_Фрагмент текста_
__________
Если же нам бродяга не авторитет, то вот же протопоп Аввакум. Не лишне будет ещё раз сказать о том как он пришёл с воеводою до нерчинских мест: В дороге
«Люди стали мереть с голоду, а приставы немилостивые, палки большие, батоги суковатые, кнуты острые, пытки жестокие, огонь да встряска. Люди голодные, только начнут бить, ан он и умрёт, и без битья насилу человек дышит. Работай, никуда на промысел не ходи. И сбродит бедный нащипать вербы в кашу – и за это палкой по лбу: - не ходи, мужик, умри на работе»
( по-нашенски называется: своение приобретённых дипломатическим путём сибирских и приамурских краёв).
Откуда то с попутчиками по реке обратно и до Байкалова моря доплыл Аввакум.
«У моря на русских людей наехали – рыбу промышляют и соболя. Рады нам, миленькие, дав нам передохнуть, всего надавали много. Лодку починив и парус скропав, пошли мы через море. Окинула нас на море погода, так мы на веслах перегреблись: не больно широко в том месте, или со сто, или с восемьдесят верст.
Чуть только к берегу пристали, поднялась буря с ветром, насилу и на берегу укрытие нашли от волн вздымающихся. Около него горы высокие, утесы каменные и зело высокие. Двадцать тысяч верст и больше я волочился, а не видал нигде таких гор. На верху их – шатры и горницы, врата, столпы и ограда, все богоделанное. Чеснок на них и лук растет больше романовского и сладок добре. Там же растет и конопля богорасленная, а во дворах травы красные, цветущие, зело благовонные. Птиц зело много, гусей и лебедей, по морю, как снег, плавает. Рыба в нем – осетры таймени, стерляди, омули и сиги, и прочих родов много; и жирна гораздо, на сковороде жарить нельзя осетрины: все жир будет. Вода пресная, а нерпы и зайцы великие в нем».
__________
_Извлечённые данные_
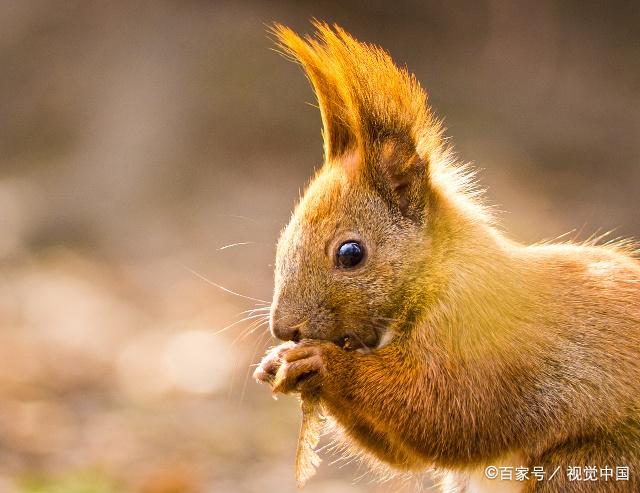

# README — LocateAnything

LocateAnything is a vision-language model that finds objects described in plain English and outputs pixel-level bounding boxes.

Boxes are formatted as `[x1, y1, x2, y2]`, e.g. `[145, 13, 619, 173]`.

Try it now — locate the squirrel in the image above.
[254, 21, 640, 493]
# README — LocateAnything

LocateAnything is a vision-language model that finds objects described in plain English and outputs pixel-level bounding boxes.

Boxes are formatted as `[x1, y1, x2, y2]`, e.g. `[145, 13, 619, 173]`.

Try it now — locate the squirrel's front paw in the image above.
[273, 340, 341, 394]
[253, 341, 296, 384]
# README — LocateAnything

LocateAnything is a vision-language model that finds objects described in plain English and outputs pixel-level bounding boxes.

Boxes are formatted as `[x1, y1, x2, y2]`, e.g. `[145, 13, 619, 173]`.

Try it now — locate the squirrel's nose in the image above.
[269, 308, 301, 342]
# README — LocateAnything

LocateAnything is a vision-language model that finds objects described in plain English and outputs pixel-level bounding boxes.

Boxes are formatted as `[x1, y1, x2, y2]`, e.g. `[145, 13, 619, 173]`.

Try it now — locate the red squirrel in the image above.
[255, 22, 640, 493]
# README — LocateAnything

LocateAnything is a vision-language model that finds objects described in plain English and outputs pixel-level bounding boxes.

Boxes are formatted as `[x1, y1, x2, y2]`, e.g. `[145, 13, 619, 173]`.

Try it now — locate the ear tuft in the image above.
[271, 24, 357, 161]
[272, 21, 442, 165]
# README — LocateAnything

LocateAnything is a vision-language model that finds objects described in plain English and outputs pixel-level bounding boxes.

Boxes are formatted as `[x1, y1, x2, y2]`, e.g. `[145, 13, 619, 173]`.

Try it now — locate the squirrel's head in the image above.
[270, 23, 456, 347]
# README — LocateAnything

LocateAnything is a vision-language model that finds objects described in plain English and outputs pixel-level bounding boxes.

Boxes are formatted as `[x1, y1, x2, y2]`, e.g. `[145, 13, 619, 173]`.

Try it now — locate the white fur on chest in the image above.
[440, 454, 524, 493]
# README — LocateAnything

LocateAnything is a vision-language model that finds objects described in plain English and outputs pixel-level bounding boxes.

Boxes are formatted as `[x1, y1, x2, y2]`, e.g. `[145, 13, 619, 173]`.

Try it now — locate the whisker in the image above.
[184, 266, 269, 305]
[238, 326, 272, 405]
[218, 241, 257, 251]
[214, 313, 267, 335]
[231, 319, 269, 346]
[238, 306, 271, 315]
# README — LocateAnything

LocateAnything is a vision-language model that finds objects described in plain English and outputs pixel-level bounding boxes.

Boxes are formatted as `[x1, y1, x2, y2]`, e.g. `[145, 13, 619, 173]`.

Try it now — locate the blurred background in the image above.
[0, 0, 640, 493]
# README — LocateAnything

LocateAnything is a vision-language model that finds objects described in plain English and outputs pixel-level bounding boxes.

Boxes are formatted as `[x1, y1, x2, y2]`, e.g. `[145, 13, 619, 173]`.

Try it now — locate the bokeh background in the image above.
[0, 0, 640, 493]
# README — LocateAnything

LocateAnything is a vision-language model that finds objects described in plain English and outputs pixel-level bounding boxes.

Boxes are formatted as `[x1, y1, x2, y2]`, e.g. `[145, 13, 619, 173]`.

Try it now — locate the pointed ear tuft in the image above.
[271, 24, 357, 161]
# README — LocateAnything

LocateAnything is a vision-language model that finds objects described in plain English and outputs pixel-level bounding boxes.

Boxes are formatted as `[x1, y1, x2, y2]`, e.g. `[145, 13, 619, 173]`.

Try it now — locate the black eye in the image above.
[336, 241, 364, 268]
__________
_Что сделать_
**1)** Воспроизведите дословно часть текста о протопопе Аввакуме, начиная со слов «( по-нашенски называется: своение» и далее вплоть до слов «с восемьдесят верст.».
**2)** Напишите продолжение текста о протопопе Аввакуме, начав сразу после его последнего предложения.

_Ожидаемые результаты_
**1)**
( по-нашенски называется: своение приобретённых дипломатическим путём сибирских и приамурских краёв).
Откуда то с попутчиками по реке обратно и до Байкалова моря доплыл Аввакум.
«У моря на русских людей наехали – рыбу промышляют и соболя. Рады нам, миленькие, дав нам передохнуть, всего надавали много. Лодку починив и парус скропав, пошли мы через море. Окинула нас на море погода, так мы на веслах перегреблись: не больно широко в том месте, или со сто, или с восемьдесят верст.

**2)**
Да только сейчас не то что «конопли богорасленной» но и гусей да лебедей глазу не увидать, а уж что там в во глубине вод – какие там осетры, таймени, стерляди да омули – пойди проверь.
Но и без того – какие-то силы действуют повсюду, да вот хотя бы и на меня. Замечено что облик мой изменчив: то благобразен я и где-то даже красив, а то – обормот обормотом – на людях лучше не показываться. От чего происходит такая метаморфоза – не пойму. Да и по правде сказать – не очень –то и задумывался в пору активной своей социализации. А теперь-то уж и подавно – не к чему. Если бы только не одно беспокоящее обстоятельство: накатит какая-то блажь сочинительства, что только держись. Хорошо хоть, что нынче всё больше примитивная проза прёт преимущественно публицистического характера, а то ведь бывало и поэтическое – да так, что только держись. Увидишь ненароком себя в зеркале – ну все признаки болезни на лице. Не буду здесь уточнять какие – не в клинике же на осмотре.
К чему бы мои сейчас откровения? Ведь ни похвалиться, ни порицать нет всё-таки оснований. И можно было бы эти минуты посвятить праздности, или с какой-то пользой занять себя.
Так-то оно так. Да только вот две эти фотографии.
На одной – портрет самого творца мирового шедевра Данте Алигьери. А на другой изображён я на фоне байкальских пространств в Большом Голоустном. Угадайте – кто где. Не правда ли - существенное сходство?
Я так думаю, что природа тогда в очередной раз напряглась в трансформировании моего образа по лекалам уж семисотлетней давности, рассчитывая возбудить меня для изготовления поэтического шедевра.
Но затея не удалась.
И я думаю, что это природная моя лень так оказалась на высоте, что даже в случае разительного сходства двух разного уровня поэтов уберегла будущие поколения людей от появления на свет ещё одного артефакта истории.